- Excerpt
^^^^

Relying on thread suspension when making asynchronous calls

In a way, the "Non-synchronized IPC calls" category is a subset of this category. Whenever code makes assumptions about which order threads are executed based on thread priority, there is a potential problem. In most cases, it is best to think of thread priority as nothing more than a hint to the scheduler. In an environment where multiple processors are being activated and deactivated dynamically it is not safe to make any assumptions concerning which threads will run at a given time.

Consider the case below where a mutex is acquired by two threads with different priorities:

// High priority thread (T1)    
iMutex.Wait();
DoFirstThing();         
iMutex.Signal();         

// Low priority thread (T2)

^^^^

- Entries provided
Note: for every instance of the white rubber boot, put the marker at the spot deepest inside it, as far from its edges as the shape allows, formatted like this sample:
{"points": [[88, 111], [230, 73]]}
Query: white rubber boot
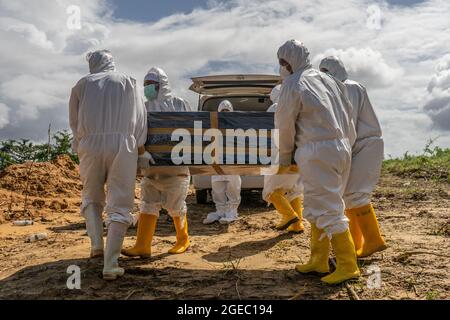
{"points": [[114, 242], [94, 228]]}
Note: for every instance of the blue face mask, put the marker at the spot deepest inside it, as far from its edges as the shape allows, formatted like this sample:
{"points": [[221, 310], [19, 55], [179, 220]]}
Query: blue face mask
{"points": [[150, 92]]}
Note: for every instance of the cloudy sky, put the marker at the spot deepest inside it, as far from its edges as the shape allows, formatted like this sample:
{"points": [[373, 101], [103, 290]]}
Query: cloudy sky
{"points": [[398, 49]]}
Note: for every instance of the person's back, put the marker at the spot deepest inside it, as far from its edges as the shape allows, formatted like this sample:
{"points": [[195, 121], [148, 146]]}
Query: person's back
{"points": [[109, 123], [367, 158], [325, 111], [364, 116], [314, 115], [107, 104]]}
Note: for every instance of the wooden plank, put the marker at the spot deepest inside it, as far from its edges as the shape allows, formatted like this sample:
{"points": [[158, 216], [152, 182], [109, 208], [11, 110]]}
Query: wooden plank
{"points": [[239, 170]]}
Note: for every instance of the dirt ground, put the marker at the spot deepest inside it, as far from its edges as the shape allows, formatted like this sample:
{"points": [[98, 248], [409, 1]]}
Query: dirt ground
{"points": [[247, 260]]}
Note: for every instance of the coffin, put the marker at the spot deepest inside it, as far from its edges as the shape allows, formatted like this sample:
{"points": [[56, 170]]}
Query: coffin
{"points": [[212, 143]]}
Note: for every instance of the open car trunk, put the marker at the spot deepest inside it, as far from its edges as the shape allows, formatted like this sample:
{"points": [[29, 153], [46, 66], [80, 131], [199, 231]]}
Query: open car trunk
{"points": [[235, 85]]}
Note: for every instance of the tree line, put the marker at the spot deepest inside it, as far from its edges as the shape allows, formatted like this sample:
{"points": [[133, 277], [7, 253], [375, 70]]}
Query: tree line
{"points": [[23, 150]]}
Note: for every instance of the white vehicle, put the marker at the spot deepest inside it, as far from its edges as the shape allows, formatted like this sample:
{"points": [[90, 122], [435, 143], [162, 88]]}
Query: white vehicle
{"points": [[246, 93]]}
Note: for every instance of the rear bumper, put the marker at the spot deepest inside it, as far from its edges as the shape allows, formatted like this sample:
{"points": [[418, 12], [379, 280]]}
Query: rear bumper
{"points": [[254, 182]]}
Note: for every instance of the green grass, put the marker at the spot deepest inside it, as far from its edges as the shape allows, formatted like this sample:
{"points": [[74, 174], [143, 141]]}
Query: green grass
{"points": [[433, 164]]}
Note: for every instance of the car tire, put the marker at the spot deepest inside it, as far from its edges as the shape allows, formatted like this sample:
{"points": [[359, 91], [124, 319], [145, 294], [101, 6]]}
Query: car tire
{"points": [[202, 196]]}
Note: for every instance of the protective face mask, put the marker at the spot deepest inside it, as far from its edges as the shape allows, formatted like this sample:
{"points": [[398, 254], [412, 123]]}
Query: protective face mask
{"points": [[150, 92], [284, 73]]}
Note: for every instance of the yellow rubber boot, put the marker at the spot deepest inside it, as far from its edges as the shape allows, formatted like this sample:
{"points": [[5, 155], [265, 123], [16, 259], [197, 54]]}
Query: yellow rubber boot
{"points": [[346, 266], [354, 229], [145, 232], [183, 241], [368, 223], [298, 227], [320, 251], [283, 206]]}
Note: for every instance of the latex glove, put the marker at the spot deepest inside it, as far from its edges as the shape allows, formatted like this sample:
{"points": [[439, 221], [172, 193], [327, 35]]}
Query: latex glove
{"points": [[145, 160]]}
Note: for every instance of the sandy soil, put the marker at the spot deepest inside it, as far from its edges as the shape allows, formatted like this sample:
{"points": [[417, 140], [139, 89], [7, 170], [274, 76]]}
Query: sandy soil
{"points": [[247, 260]]}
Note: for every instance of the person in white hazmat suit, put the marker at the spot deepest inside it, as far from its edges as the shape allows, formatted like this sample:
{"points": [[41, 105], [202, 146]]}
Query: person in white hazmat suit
{"points": [[226, 190], [161, 192], [314, 119], [285, 192], [109, 123], [368, 154]]}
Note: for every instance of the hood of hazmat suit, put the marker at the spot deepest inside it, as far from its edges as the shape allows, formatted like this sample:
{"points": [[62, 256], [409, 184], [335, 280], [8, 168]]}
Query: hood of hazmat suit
{"points": [[108, 120], [368, 151], [314, 120], [165, 102], [101, 61], [225, 105]]}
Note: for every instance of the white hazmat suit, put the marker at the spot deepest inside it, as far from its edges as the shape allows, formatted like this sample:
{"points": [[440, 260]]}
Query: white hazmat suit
{"points": [[226, 190], [109, 123], [162, 191], [314, 117], [367, 160], [165, 192], [368, 150], [289, 183]]}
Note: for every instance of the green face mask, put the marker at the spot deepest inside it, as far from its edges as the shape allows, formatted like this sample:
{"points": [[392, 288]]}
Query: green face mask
{"points": [[150, 92]]}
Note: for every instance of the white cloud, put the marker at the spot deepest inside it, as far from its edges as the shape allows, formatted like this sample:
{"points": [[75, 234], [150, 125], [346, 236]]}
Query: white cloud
{"points": [[4, 115], [41, 59], [366, 65], [438, 104]]}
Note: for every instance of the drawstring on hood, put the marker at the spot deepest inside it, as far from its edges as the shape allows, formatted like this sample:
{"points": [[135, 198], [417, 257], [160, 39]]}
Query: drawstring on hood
{"points": [[101, 61], [296, 54]]}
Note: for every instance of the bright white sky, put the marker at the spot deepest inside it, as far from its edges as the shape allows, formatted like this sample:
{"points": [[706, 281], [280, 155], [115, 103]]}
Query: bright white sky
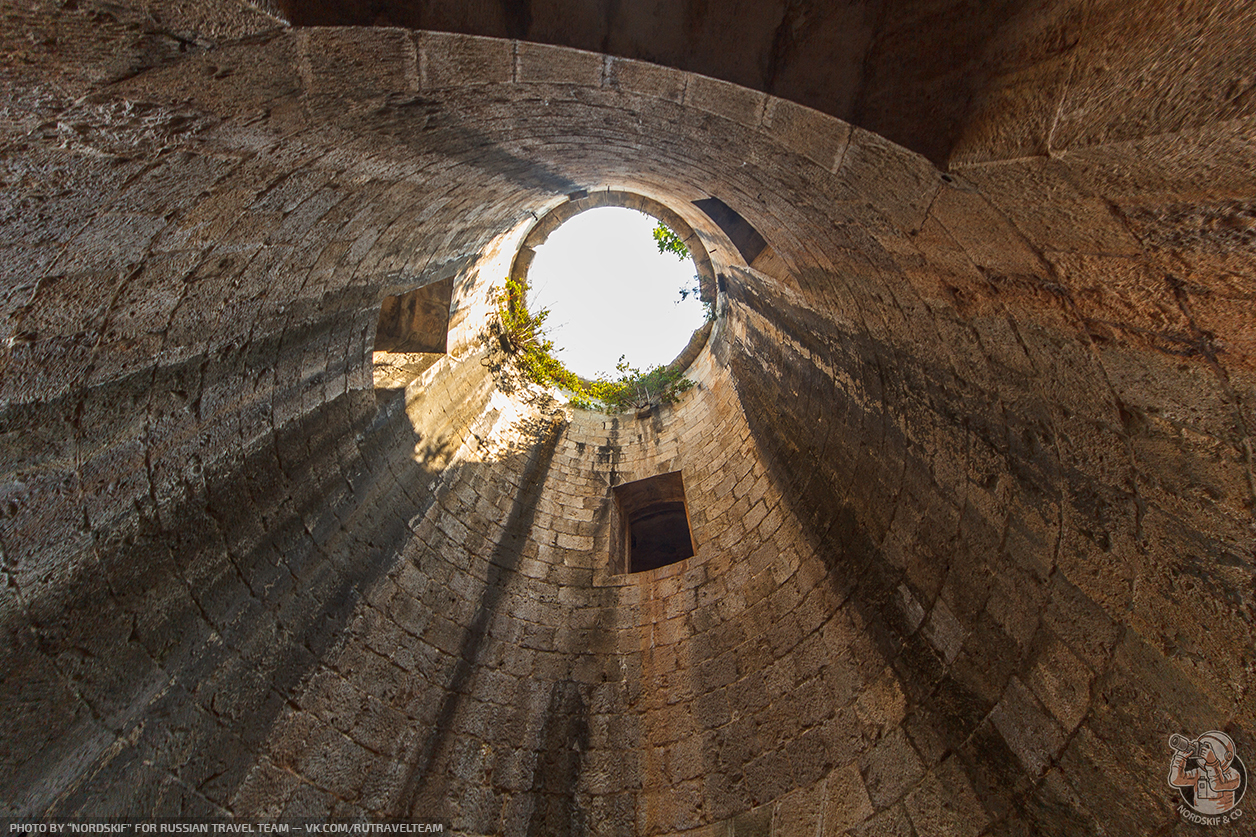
{"points": [[611, 292]]}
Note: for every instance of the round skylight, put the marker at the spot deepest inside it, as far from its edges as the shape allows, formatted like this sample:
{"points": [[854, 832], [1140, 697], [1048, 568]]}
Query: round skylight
{"points": [[612, 293]]}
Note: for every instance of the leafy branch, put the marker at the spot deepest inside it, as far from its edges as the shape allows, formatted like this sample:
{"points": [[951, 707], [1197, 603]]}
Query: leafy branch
{"points": [[668, 241], [521, 334]]}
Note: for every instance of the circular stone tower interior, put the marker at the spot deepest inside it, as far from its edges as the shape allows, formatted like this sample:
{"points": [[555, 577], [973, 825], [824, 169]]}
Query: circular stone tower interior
{"points": [[966, 473]]}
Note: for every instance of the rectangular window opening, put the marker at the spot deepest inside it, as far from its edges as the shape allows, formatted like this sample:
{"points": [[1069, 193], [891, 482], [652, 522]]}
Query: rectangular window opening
{"points": [[412, 333], [655, 523]]}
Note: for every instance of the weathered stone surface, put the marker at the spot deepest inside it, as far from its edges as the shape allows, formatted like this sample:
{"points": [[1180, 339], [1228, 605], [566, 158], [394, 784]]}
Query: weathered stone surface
{"points": [[967, 464]]}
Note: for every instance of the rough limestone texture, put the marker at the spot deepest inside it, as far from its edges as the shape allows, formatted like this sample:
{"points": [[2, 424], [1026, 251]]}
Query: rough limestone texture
{"points": [[969, 459]]}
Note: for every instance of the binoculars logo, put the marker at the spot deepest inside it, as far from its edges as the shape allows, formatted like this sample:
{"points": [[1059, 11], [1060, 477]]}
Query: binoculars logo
{"points": [[1210, 777]]}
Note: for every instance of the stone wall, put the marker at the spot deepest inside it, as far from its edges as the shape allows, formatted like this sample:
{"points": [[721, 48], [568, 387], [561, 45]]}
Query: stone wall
{"points": [[969, 465]]}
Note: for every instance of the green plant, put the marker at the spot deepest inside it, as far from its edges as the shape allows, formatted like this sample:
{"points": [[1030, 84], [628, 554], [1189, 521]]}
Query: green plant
{"points": [[637, 390], [696, 292], [523, 336], [668, 241], [525, 339]]}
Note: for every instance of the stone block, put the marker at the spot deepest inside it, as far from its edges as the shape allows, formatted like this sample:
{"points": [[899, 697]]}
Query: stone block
{"points": [[549, 64], [817, 136], [725, 99], [359, 63], [460, 60]]}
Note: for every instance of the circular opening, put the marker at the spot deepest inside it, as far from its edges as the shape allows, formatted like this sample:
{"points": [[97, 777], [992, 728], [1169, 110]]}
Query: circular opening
{"points": [[611, 293]]}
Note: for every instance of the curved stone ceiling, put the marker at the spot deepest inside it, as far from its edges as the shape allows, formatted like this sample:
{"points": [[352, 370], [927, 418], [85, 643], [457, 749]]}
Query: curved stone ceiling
{"points": [[967, 466]]}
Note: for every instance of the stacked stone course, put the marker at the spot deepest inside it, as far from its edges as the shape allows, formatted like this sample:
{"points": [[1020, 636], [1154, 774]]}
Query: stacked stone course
{"points": [[969, 463]]}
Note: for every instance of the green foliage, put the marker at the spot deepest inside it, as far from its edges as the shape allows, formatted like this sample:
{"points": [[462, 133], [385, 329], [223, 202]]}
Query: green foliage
{"points": [[668, 241], [637, 390], [533, 355], [696, 292], [525, 334]]}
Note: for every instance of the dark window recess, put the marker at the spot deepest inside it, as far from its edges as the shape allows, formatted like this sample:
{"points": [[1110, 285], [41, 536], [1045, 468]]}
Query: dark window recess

^^^^

- What is asked
Copy the thread suspension excerpt between "Relying on thread" and "a given time.", inclusive, substituting "kernel scheduler" for "scheduler". The records have no connection to the excerpt.

- Result for this exercise
Relying on thread suspension when making asynchronous calls

In a way, the "Non-synchronized IPC calls" category is a subset of this category. Whenever code makes assumptions about which order threads are executed based on thread priority, there is a potential problem. In most cases, it is best to think of thread priority as nothing more than a hint to the kernel scheduler. In an environment where multiple processors are being activated and deactivated dynamically it is not safe to make any assumptions concerning which threads will run at a given time.